*Task to carry out:*
Turn the lines below into a numbered list, dropping blank lines and leaving out the pictures.

--- start Supplied entries ---

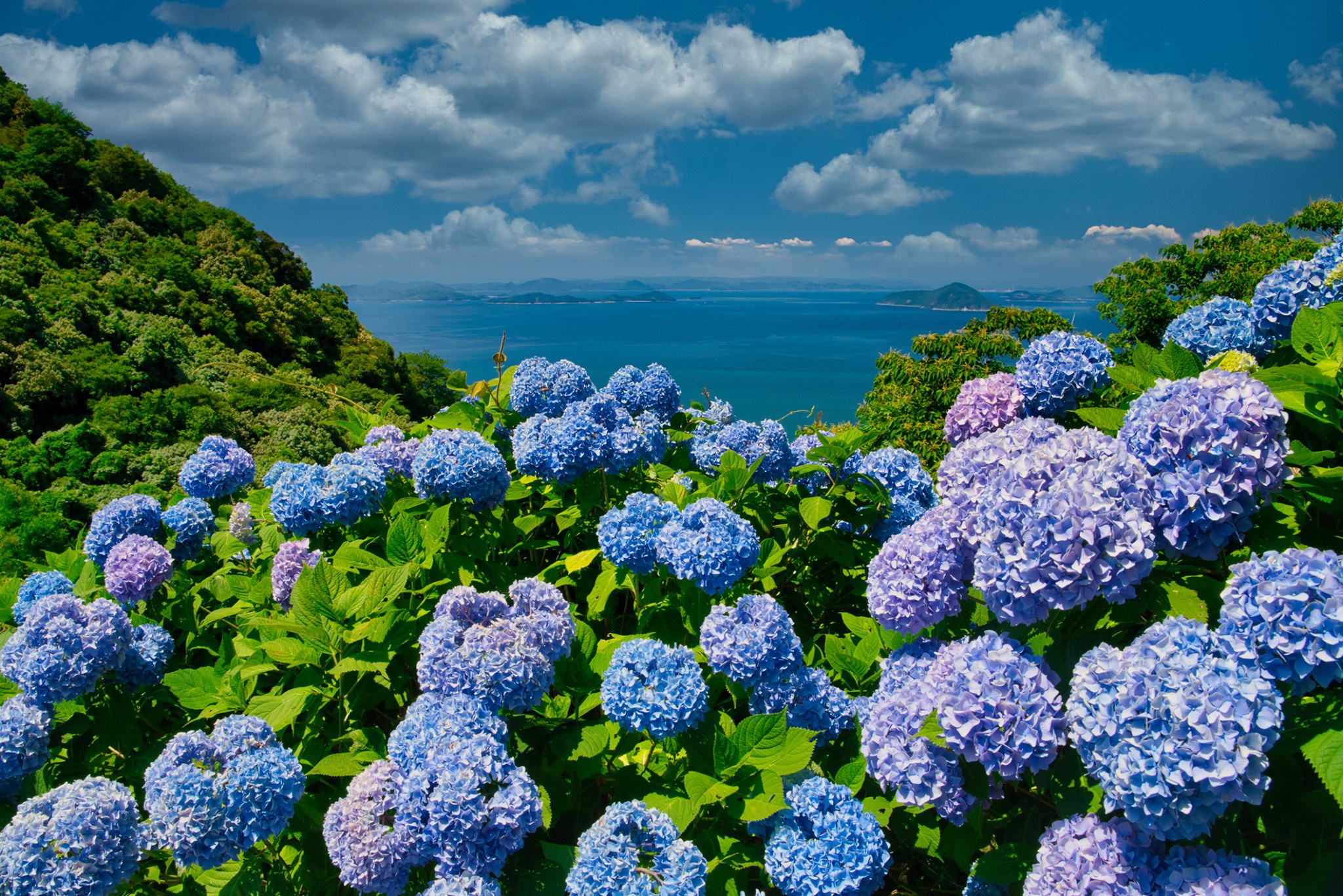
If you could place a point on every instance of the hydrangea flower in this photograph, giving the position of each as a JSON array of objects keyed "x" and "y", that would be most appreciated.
[
  {"x": 193, "y": 523},
  {"x": 654, "y": 687},
  {"x": 1087, "y": 855},
  {"x": 984, "y": 406},
  {"x": 461, "y": 464},
  {"x": 285, "y": 568},
  {"x": 708, "y": 545},
  {"x": 75, "y": 840},
  {"x": 216, "y": 469},
  {"x": 1060, "y": 368},
  {"x": 38, "y": 586},
  {"x": 540, "y": 387},
  {"x": 136, "y": 567},
  {"x": 652, "y": 390},
  {"x": 628, "y": 535},
  {"x": 611, "y": 856},
  {"x": 64, "y": 646},
  {"x": 24, "y": 742},
  {"x": 1174, "y": 727},
  {"x": 825, "y": 843},
  {"x": 1217, "y": 448},
  {"x": 130, "y": 515},
  {"x": 210, "y": 798}
]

--- end Supplied entries ---

*Problem solution:*
1. If you could place a point on every instance of the hydrangea flower in this photograph, giving the position of each as a JSON array of objects keyed "x" and "y", that would be most appreciated.
2. [
3.   {"x": 193, "y": 523},
4.   {"x": 654, "y": 687},
5.   {"x": 1087, "y": 855},
6.   {"x": 984, "y": 406},
7.   {"x": 461, "y": 464},
8.   {"x": 285, "y": 568},
9.   {"x": 708, "y": 545},
10.   {"x": 75, "y": 840},
11.   {"x": 216, "y": 469},
12.   {"x": 1060, "y": 368},
13.   {"x": 38, "y": 586},
14.   {"x": 540, "y": 387},
15.   {"x": 136, "y": 567},
16.   {"x": 652, "y": 390},
17.   {"x": 628, "y": 535},
18.   {"x": 611, "y": 856},
19.   {"x": 64, "y": 646},
20.   {"x": 24, "y": 742},
21.   {"x": 1174, "y": 727},
22.   {"x": 825, "y": 843},
23.   {"x": 1217, "y": 448},
24.   {"x": 130, "y": 515},
25.   {"x": 210, "y": 798}
26. ]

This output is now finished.